**TEXTO DE ORIGEM**:
========

À falta de definição mais apropriada, e sem entenderem bem o que teria motivado os ataques, aparentemente praticados por pessoas isoladas, os analistas chamaram a atenção para a facilidade com que se adquirem armamentos hoje em dia, fenômeno que ocorre também em nosso País.

É simbólico que a festa das luzes seja muito próxima dos festejos de Natal. Também no Tempo do Advento as luzes da coroa vão sendo acesas em crescente até que a Luz do Mundo venha a nascer na noite tão esperada pelos cristãos.

Jesus Cristo não selecionava ninguém. Qualquer pessoa seria bem acolhida por Ele, bastando que professasse o único mandamento propriamente cristão: ama o próximo como a ti mesmo. Aliás, o Cristo ia além e dizia: amai vossos inimigos, o que revela, igualmente, o modelo mais aberto de compreensão da pessoa do próximo.

Na verdade, o fundamentalismo dos terroristas – de todos os matizes – é antissemita, anticristão e anti-hislamista, porque se vale da inimizade aos valores religiosos para disseminar o ódio, a cultura de morte a que já se referia São João Paulo II.

Trata-se, portanto, do mesmo tipo de fundamentalismo que outros grupos de terroristas praticam para excluir as minorias de todo o tipo, mesmo as que não professem nenhuma crença.

É simbólico que tenha sido Ahmed, o sírio, a desarmar um dos terroristas, o que lhe custou dois ferimentos.

========

**INFORMAÇÕES**:
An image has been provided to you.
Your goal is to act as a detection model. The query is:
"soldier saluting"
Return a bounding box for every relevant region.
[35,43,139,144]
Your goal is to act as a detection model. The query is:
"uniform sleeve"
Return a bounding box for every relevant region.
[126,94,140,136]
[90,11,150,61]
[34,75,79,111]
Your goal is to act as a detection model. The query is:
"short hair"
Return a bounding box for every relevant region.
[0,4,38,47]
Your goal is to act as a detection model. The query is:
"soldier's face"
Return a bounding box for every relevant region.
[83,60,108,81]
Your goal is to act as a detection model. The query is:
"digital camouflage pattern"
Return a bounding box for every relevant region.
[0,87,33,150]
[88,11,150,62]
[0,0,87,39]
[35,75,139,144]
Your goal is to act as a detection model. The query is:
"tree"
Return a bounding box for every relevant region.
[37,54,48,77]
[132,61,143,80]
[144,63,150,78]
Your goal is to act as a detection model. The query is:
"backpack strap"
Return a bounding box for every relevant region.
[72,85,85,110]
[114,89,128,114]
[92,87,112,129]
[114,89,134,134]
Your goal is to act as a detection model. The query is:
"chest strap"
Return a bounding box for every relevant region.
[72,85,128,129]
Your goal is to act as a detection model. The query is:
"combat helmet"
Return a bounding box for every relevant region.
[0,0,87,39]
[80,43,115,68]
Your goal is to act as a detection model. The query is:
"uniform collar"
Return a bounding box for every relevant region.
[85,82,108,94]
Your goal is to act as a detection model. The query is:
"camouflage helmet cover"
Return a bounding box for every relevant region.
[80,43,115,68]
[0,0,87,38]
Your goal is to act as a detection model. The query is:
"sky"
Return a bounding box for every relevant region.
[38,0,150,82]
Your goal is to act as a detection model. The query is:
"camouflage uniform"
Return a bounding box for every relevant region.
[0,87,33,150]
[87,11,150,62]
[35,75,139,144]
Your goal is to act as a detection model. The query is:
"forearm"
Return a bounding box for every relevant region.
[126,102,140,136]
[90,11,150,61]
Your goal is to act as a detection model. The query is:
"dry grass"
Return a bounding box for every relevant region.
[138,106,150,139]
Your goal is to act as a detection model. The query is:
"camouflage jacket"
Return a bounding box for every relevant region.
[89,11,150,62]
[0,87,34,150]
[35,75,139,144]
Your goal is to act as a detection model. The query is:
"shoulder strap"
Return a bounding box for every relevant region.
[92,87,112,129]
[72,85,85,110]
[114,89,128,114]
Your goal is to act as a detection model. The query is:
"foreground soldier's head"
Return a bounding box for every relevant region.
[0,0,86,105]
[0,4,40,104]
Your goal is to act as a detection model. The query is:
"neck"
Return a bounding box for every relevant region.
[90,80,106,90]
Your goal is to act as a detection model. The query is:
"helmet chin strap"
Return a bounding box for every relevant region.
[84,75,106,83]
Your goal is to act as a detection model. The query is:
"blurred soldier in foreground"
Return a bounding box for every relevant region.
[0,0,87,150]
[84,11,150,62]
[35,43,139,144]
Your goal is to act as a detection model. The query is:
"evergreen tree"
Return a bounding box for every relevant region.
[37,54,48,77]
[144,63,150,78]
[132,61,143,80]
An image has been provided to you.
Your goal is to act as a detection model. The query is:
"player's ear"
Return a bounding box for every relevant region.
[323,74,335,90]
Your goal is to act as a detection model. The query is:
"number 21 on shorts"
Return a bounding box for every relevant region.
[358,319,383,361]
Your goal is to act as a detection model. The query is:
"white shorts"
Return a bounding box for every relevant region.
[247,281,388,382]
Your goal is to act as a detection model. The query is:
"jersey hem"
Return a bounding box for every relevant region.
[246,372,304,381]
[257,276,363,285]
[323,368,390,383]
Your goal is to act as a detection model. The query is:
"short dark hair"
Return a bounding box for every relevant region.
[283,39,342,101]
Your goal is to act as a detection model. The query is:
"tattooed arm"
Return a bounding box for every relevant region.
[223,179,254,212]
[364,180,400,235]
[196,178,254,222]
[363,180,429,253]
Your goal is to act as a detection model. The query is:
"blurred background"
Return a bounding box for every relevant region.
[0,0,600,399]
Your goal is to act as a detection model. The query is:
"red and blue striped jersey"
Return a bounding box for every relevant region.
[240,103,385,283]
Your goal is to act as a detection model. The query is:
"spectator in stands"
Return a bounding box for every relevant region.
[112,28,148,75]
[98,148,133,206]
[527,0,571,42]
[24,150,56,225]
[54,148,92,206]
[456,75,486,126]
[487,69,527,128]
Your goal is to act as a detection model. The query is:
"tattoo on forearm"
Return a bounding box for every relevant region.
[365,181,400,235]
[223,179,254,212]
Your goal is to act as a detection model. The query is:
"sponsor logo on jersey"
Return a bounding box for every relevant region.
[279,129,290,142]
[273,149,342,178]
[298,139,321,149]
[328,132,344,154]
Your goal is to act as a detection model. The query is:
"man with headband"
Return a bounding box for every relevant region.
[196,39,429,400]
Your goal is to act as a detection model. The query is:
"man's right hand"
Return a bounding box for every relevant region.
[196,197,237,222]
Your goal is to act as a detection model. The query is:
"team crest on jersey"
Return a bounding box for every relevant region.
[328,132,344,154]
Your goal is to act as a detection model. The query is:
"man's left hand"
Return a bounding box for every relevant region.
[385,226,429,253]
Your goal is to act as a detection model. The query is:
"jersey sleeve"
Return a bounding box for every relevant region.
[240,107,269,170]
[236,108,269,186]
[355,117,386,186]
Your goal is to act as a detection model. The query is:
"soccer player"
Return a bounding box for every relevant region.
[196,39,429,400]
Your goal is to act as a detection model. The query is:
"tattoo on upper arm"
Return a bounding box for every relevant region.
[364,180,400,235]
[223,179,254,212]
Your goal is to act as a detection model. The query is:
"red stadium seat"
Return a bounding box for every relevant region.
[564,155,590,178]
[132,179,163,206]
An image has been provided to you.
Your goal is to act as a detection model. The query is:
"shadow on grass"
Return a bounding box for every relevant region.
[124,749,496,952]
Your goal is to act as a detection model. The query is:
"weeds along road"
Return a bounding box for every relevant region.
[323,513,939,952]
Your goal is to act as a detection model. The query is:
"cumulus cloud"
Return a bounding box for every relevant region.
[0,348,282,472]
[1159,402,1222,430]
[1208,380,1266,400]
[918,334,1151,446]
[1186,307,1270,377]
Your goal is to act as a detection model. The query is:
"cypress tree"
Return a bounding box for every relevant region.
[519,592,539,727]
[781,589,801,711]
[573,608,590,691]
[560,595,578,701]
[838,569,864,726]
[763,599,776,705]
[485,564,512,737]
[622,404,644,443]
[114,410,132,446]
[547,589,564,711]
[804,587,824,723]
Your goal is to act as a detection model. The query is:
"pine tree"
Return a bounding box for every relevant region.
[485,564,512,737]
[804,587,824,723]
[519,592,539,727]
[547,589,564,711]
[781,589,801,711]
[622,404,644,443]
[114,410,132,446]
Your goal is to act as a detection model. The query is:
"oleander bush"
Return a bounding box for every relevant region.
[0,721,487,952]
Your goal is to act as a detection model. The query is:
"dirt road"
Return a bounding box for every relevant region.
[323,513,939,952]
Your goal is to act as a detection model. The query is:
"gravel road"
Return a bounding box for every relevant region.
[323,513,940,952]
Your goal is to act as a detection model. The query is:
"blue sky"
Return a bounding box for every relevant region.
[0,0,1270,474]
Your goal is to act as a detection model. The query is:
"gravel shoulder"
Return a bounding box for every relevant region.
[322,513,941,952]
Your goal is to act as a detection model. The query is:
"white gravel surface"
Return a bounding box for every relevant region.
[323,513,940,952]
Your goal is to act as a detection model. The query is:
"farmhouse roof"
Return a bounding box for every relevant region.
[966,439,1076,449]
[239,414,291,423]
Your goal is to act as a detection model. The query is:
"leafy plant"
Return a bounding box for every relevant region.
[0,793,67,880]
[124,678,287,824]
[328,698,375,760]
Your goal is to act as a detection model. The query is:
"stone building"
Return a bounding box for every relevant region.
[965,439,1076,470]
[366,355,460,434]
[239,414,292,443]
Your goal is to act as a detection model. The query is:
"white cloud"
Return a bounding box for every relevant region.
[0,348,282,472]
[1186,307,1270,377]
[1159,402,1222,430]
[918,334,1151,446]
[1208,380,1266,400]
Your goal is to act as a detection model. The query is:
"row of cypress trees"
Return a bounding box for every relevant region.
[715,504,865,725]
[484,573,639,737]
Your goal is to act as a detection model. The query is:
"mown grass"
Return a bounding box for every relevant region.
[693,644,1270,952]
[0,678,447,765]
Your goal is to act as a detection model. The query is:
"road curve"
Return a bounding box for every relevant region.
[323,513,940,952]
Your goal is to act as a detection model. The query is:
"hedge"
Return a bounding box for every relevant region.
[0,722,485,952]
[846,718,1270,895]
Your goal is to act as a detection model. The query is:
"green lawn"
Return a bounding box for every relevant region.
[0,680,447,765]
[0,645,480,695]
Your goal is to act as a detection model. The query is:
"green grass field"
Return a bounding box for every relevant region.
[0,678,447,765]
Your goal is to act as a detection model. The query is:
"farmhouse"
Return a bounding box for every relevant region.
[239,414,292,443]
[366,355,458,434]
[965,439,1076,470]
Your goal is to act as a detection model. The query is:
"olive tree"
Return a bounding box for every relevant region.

========

**CONJUNTO DE TAREFAS**:
a – Reescreva de forma mais concisa o parágrafo do texto de origem que começa por "Jesus Cristo não selecionava ninguém", mantendo seus fatos principais.
b – No texto de origem, reescreva o trecho que vai de "É simbólico que a" até "pessoa do próximo.", substituindo "coroa" por "guirlanda".
c – Prossiga o texto sobre os ataques terroristas e a fé a partir da última frase apresentada.

**RESPOSTAS ESCRITAS**:
a – Jesus Cristo acolhia qualquer pessoa que professasse o único mandamento propriamente cristão, "ama o próximo como a ti mesmo". Indo além, pregava "amai vossos inimigos", o que revela o modelo mais aberto de compreensão do próximo.

b –
É simbólico que a festa das luzes seja muito próxima dos festejos de Natal. Também no Tempo do Advento as luzes da guirlanda vão sendo acesas em crescente até que a Luz do Mundo venha a nascer na noite tão esperada pelos cristãos.

Jesus Cristo não selecionava ninguém. Qualquer pessoa seria bem acolhida por Ele, bastando que professasse o único mandamento propriamente cristão: ama o próximo como a ti mesmo. Aliás, o Cristo ia além e dizia: amai vossos inimigos, o que revela, igualmente, o modelo mais aberto de compreensão da pessoa do próximo.

c –
Esses terroristas disparam, inclusive pelos meios de comunicação virtual, contra todos aqueles que não pensam como eles. Eis quem são, em certo sentido, os verdadeiros fundamentalistas do ódio. Por que teriam escolhido a reunião do Hanukkah, tão plena de simbolismos?

Não nos prendamos a esse vetor. Basta atentar para os recentes ataques a uma mesquita e a uma feira natalina para que se ponha foco na essência do que está em jogo.

A enorme confusão ideológica e doutrinal do terrorismo revela, antes de tudo, mentes perturbadas, incapazes de discernir entre o bem e o mal. Ou, se quisermos embaralhar ainda mais as cartas, incapazes de discernir a esquerda da direita.

A confusão ideológica, aliás, não é apenas um sintoma de desordem mental, mas a estratégia consciente de aniquilar a pluralidade inerente à condição humana.

O extremismo, ao se apropriar de símbolos sagrados e transformá-los em bandeiras de exclusão, trai a própria essência de qualquer fé que pregue a transcendência e o amor ao Criador, pois desumaniza a criatura feita à sua imagem.

Desta forma, o verdadeiro combate ao terrorismo não se limita à repressão policial ou militar, mas passa necessariamente pela defesa intransigente da educação e do diálogo inter-religioso.

É a luz da razão e da tolerância que deve ser acesa para dissipar a escuridão do fanatismo, provando que a diferença de crença jamais pode ser motivo para a guerra, mas sim o motor para um enriquecimento mútuo da civilização.

Urge que os homens de boa vontade se ergam, em uníssono, em favor de uma cultura de paz e de liberdade religiosa, e que todas as luzes se acendam em alerta contra toda e qualquer manifestação terrorista.